= VORLIEGENDER TEXT =

Der Soziologe Dieter Rucht vom Institut für Protest- und Bewegungsforschung in Berlin sieht in solchen unangemeldeten Aktionen eine neue Taktik der Demonstranten: "Um situativ die Oberhand zu behalten, wird ein "Katz-und-Maus-Spiel" mit der Polizei gespielt." Das müsse gar nicht im Detail geplant sein: "In Abhängigkeit der Stärke und dem konkreten Handeln der Polizei wird über die sozialen Netzwerke abgesprochen, was bei einem Treffen im Einzelnen zu tun ist", sagte Rucht. "Man kann sich verstreuen, in Straßen verschwinden und nach Gelegenheiten suchen, den Protest fortzusetzen. So kann man Gewinner oder Überlegener der Situation sein."
Aus Sicht der Polizei werden dabei auch friedliche Teilnehmer von radikaleren Rädelsführern "instrumentalisiert" und die Stimmung gezielt aufgeheizt, wie Landespolizeidirektor Feigl sagte. Friedliche Teilnehmer würden die Beamten "nicht mit Maßnahmen überziehen", sagte Feigl. "Es geht uns um den harten Kern, die Rädelsführer und die, die Krawall machen - und um die kümmern wir uns."

= ZU ERLEDIGENDE AUFGABEN =
• A. Stimmen die folgenden Aussagen mit dem Text zu den unangemeldeten Protestaktionen überein? Antworte jeweils mit Ja oder Nein und zitiere die entscheidenden Worte des Textes. (i) Dieter Rucht gehört einem Institut in Berlin an. (ii) Nach Rucht müssen die Aktionen im Detail geplant sein. (iii) Feigl zufolge will die Polizei friedliche Teilnehmer mit Maßnahmen überziehen.
• B. Führe den Text zu den unangemeldeten Protestaktionen nach seinem letzten Satz weiter.

Daten zur Text-Region-Zuordnung
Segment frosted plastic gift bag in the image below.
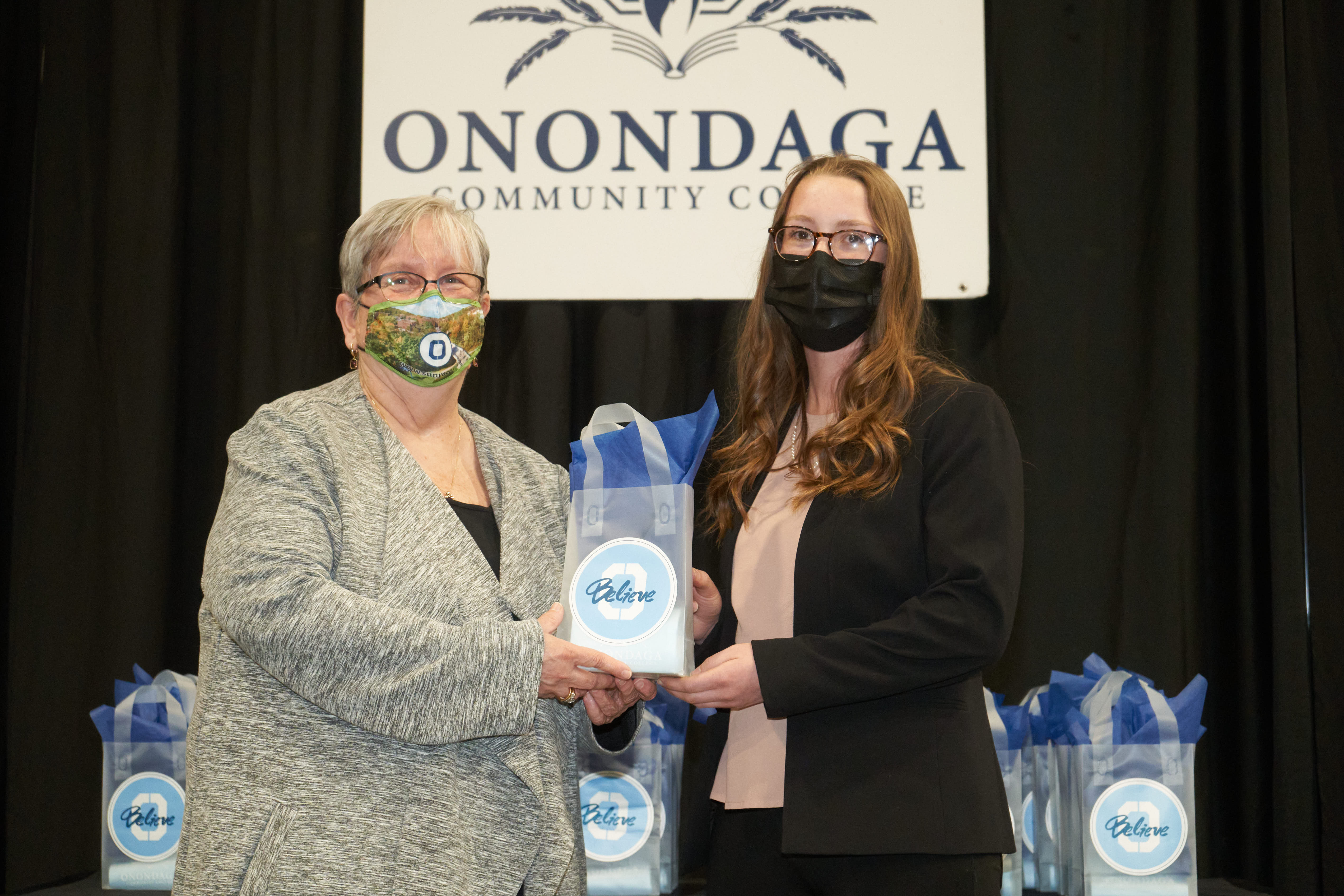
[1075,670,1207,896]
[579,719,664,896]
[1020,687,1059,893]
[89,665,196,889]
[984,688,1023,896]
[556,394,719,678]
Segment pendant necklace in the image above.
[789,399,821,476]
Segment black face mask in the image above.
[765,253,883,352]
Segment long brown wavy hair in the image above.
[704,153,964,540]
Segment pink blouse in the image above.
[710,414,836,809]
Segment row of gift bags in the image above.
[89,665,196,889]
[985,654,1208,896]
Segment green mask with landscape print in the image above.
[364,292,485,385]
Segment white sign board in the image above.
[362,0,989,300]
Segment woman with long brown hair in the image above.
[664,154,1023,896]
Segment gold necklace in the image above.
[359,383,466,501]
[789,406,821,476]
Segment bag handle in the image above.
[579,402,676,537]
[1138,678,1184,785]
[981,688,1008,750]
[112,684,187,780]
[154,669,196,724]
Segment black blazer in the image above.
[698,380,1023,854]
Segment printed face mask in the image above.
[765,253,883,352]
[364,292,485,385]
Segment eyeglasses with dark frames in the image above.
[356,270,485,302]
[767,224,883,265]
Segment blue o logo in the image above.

= ANTWORTEN IN REIHENFOLGE =
• A.
(i) Ja: „Der Soziologe Dieter Rucht vom Institut für Protest- und Bewegungsforschung in Berlin“
(ii) Nein: „Das müsse gar nicht im Detail geplant sein“
(iii) Nein: „Friedliche Teilnehmer würden die Beamten "nicht mit Maßnahmen überziehen"“

• B.
Ein Vorgehen, das Soziologe Rucht für sinnvoll hält: "Man muss den Menschen klar machen, dass man stichprobenartig eingreift und dabei sehr konsequent vorgeht", sagte Rucht. Nur durch Härte und Entschiedenheit erreiche man das Gegenteil: "Man treibt dann alle Leute in eine Ecke. Diejenigen, die unsicher sind - und den harten Kern." Landespolizeidirektor Feigl betonte, die Demonstrationen seien "ein Riesensammelbecken - von Querdenkern, Impfverweigerern, aber auch Reichsbürgern und Rechtsradikalen". Es sei wichtig, da "sehr stark" zu differenzieren, sagte Feigl. "Ein Großteil der Demonstrationen verläuft nach wie vor friedlich."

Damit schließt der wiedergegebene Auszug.